> INSTRUCTIONS TO FOLLOW:
What is needed is the whole of the data, set down exactly.

(Records from a data collection)

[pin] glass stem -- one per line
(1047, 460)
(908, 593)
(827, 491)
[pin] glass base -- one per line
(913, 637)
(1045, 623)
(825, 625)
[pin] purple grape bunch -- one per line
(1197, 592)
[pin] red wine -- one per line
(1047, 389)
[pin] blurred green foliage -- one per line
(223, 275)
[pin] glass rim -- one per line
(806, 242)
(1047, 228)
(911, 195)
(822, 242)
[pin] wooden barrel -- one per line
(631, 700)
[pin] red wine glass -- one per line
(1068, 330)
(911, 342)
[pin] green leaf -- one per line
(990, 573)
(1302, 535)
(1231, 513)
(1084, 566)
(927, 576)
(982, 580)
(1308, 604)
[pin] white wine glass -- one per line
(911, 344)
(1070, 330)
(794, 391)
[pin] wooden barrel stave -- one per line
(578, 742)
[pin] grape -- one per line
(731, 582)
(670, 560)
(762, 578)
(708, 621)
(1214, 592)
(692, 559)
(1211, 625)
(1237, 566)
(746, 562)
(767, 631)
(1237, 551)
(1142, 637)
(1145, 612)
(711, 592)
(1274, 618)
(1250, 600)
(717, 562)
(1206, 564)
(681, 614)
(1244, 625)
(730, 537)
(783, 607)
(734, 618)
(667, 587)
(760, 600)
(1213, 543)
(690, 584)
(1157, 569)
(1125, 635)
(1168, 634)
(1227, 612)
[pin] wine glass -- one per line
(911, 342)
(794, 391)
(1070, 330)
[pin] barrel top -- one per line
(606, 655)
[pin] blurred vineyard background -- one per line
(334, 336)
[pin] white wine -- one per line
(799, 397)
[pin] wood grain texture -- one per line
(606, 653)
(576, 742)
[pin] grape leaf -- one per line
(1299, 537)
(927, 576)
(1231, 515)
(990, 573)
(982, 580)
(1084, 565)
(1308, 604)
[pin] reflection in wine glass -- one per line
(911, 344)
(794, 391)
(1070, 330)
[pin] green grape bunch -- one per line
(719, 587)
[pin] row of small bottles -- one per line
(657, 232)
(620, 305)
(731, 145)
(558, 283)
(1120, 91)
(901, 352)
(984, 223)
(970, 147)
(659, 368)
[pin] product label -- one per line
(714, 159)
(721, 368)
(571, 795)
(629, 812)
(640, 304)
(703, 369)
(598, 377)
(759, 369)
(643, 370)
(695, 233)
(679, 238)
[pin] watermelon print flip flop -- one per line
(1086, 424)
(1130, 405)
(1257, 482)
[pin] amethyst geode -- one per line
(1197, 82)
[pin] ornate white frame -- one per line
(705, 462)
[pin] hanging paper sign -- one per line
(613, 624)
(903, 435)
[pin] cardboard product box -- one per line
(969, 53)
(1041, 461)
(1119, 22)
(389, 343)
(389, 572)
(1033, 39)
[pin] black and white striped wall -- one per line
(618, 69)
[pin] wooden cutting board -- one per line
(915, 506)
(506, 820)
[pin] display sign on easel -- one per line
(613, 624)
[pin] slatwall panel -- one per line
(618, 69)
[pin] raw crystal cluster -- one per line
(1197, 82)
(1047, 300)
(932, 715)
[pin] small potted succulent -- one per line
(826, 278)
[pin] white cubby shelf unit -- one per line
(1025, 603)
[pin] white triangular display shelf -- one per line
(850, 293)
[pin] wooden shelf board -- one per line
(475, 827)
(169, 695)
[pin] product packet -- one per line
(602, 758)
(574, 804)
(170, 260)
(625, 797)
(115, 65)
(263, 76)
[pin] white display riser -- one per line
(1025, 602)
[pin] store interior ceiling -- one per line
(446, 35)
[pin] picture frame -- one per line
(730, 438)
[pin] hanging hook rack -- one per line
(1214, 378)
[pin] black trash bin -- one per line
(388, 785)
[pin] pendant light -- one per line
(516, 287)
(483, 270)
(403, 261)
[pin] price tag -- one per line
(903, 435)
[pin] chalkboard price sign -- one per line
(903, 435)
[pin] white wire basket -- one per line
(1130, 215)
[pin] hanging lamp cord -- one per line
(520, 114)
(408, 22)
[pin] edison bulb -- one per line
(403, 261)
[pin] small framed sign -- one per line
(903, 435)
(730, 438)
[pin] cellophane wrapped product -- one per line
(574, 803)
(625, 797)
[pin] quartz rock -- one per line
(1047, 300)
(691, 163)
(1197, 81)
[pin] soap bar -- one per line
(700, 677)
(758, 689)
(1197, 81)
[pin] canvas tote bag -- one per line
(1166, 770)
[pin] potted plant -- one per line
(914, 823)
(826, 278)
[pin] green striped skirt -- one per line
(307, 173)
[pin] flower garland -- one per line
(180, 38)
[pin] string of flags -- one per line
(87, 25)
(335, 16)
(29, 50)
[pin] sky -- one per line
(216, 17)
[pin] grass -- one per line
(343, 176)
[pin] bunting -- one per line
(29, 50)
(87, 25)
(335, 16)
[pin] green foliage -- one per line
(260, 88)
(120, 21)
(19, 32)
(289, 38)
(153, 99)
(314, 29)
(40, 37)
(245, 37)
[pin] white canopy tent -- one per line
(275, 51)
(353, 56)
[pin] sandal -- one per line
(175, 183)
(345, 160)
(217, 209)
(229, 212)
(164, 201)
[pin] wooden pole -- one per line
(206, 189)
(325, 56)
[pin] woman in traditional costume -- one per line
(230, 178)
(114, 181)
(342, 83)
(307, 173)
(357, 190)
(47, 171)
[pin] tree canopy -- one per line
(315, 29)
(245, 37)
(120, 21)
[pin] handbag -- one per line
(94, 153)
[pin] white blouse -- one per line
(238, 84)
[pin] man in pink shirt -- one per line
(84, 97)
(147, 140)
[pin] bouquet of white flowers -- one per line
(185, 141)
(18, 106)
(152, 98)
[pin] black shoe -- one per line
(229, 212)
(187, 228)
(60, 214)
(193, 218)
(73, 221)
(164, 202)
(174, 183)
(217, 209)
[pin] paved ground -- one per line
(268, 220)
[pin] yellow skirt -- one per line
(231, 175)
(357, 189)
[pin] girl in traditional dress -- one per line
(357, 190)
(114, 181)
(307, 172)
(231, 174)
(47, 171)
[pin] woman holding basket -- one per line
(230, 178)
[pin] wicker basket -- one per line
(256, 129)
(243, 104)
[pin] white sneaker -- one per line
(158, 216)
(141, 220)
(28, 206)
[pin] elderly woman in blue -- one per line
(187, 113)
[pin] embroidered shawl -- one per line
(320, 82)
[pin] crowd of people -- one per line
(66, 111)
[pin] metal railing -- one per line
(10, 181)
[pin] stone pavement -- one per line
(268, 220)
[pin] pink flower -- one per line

> OUTPUT OF THE TASK:
[pin] glass stem -- one per line
(1047, 460)
(908, 593)
(827, 491)
[pin] glass base -- one per line
(913, 637)
(1045, 623)
(825, 625)
[pin] purple grape bunch -- one per line
(1197, 592)
[pin] red wine -- one per line
(1047, 389)
[pin] blurred green foliage -- one per line
(223, 275)
[pin] glass rim -- one per line
(806, 242)
(1047, 228)
(911, 195)
(822, 242)
[pin] wooden barrel -- one per line
(631, 700)
[pin] red wine glass -- one per line
(1068, 330)
(911, 342)
[pin] green leaf -- one per line
(990, 573)
(1302, 535)
(1231, 513)
(1084, 566)
(927, 576)
(982, 580)
(1308, 604)
[pin] white wine glass -- one per line
(911, 344)
(1070, 330)
(794, 391)
[pin] wooden barrel stave -- one per line
(578, 742)
[pin] grape -- one per line
(731, 582)
(670, 560)
(762, 578)
(708, 621)
(1214, 592)
(692, 559)
(1211, 625)
(1237, 566)
(746, 562)
(767, 631)
(1237, 551)
(1142, 637)
(1145, 612)
(711, 592)
(1274, 618)
(1250, 600)
(717, 562)
(1206, 564)
(681, 614)
(1244, 625)
(730, 537)
(783, 607)
(734, 618)
(667, 587)
(760, 600)
(1213, 543)
(690, 584)
(1157, 569)
(1125, 635)
(1168, 634)
(1227, 612)
[pin] wine glass -- one per line
(911, 342)
(794, 391)
(1070, 330)
[pin] barrel top -- one per line
(606, 655)
[pin] blurred vineyard background -- one per line
(334, 336)
[pin] white wine -- one per line
(799, 397)
[pin] wood grain texture -- one per line
(606, 653)
(576, 742)
[pin] grape leaf -- one per line
(1299, 537)
(927, 576)
(1231, 515)
(990, 573)
(982, 580)
(1084, 565)
(1308, 604)
[pin] reflection in wine glass -- one per line
(911, 344)
(794, 391)
(1070, 330)
[pin] green grape bunch -- one per line
(719, 587)
[pin] row of small bottles -- one per line
(657, 232)
(620, 305)
(731, 145)
(558, 283)
(1120, 91)
(901, 352)
(984, 223)
(970, 147)
(659, 368)
[pin] product label -- one per line
(714, 159)
(721, 368)
(571, 795)
(629, 812)
(640, 304)
(703, 369)
(598, 377)
(759, 369)
(643, 370)
(695, 233)
(679, 238)
[pin] watermelon print flip flop -- one per line
(1086, 424)
(1130, 405)
(1257, 482)
[pin] amethyst geode -- one per line
(1197, 82)
[pin] ornate white frame -- one per line
(705, 462)
[pin] hanging paper sign -- one per line
(613, 624)
(903, 435)
[pin] cardboard product box -- one per line
(969, 53)
(1041, 461)
(1119, 22)
(389, 343)
(389, 572)
(1033, 39)
[pin] black and white striped wall -- one per line
(618, 69)
[pin] wooden cutting board -- one per line
(915, 506)
(506, 820)
[pin] display sign on easel -- one per line
(613, 624)
[pin] slatwall panel -- one per line
(618, 69)
[pin] raw crystal cluster -- one per line
(1197, 82)
(1047, 300)
(932, 715)
[pin] small potted succulent -- one per line
(826, 278)
[pin] white cubby shelf unit -- one per line
(1025, 603)
[pin] white triangular display shelf -- one per line
(850, 293)
[pin] wooden shelf board -- one per line
(475, 827)
(169, 695)
[pin] product packet -- one per line
(602, 758)
(574, 804)
(170, 260)
(625, 797)
(115, 65)
(263, 76)
[pin] white display riser -- one per line
(1025, 602)
[pin] store interior ceiling -- one per line
(446, 35)
[pin] picture frame -- one per line
(730, 438)
[pin] hanging hook rack -- one per line
(1214, 378)
[pin] black trash bin -- one per line
(388, 785)
[pin] pendant light -- one per line
(516, 287)
(483, 270)
(403, 261)
[pin] price tag -- one per line
(903, 435)
[pin] chalkboard price sign -- one per line
(903, 435)
[pin] white wire basket -- one per line
(1130, 215)
[pin] hanging lamp cord -- one per line
(520, 114)
(408, 22)
[pin] edison bulb -- one per line
(403, 261)
[pin] small framed sign -- one per line
(903, 435)
(730, 438)
[pin] cellophane wrapped product -- one per line
(574, 803)
(625, 797)
[pin] quartz rock -- one per line
(1047, 300)
(691, 163)
(1197, 81)
[pin] soap bar -- one per line
(700, 677)
(758, 689)
(1197, 81)
[pin] canvas tote bag -- one per line
(1166, 770)
[pin] potted plant -- one per line
(914, 823)
(826, 278)
[pin] green striped skirt -- one per line
(307, 173)
[pin] flower garland -- one per line
(180, 38)
[pin] string of flags -- one per line
(87, 25)
(335, 16)
(29, 50)
[pin] sky -- one per line
(216, 17)
[pin] grass -- one per line
(343, 176)
[pin] bunting -- one per line
(29, 50)
(87, 25)
(335, 16)
[pin] green foliage -- one per line
(260, 88)
(120, 21)
(19, 32)
(289, 38)
(153, 99)
(314, 29)
(40, 37)
(245, 37)
[pin] white canopy tent -- one per line
(275, 51)
(353, 56)
[pin] sandal -- one per line
(175, 183)
(345, 160)
(217, 209)
(229, 212)
(164, 201)
[pin] wooden pole -- one per line
(206, 189)
(325, 56)
[pin] woman in traditional costume -- one per line
(230, 178)
(114, 181)
(342, 83)
(307, 173)
(357, 190)
(47, 171)
[pin] tree canopy -- one per line
(315, 29)
(245, 37)
(120, 21)
[pin] handbag -- one per line
(94, 153)
[pin] white blouse -- one per line
(238, 84)
[pin] man in pink shirt -- one per line
(84, 97)
(147, 140)
[pin] bouquet of white flowers -- one per line
(185, 141)
(18, 106)
(152, 98)
[pin] black shoe -- one per line
(229, 212)
(187, 228)
(60, 214)
(193, 218)
(73, 221)
(164, 202)
(174, 183)
(217, 209)
[pin] paved ground -- one per line
(268, 220)
[pin] yellow skirt -- one per line
(231, 175)
(357, 189)
[pin] girl in traditional dress -- one per line
(357, 190)
(114, 181)
(307, 172)
(231, 174)
(47, 171)
[pin] woman holding basket -- one per line
(230, 178)
[pin] wicker basket -- one per line
(256, 129)
(243, 104)
[pin] white sneaker -- one per line
(158, 216)
(141, 220)
(28, 206)
[pin] elderly woman in blue -- one per line
(187, 113)
[pin] embroidered shawl -- one per line
(320, 82)
[pin] crowd of people -- one per line
(66, 111)
[pin] metal railing -- one per line
(10, 181)
[pin] stone pavement -- one per line
(268, 220)
[pin] pink flower -- one per line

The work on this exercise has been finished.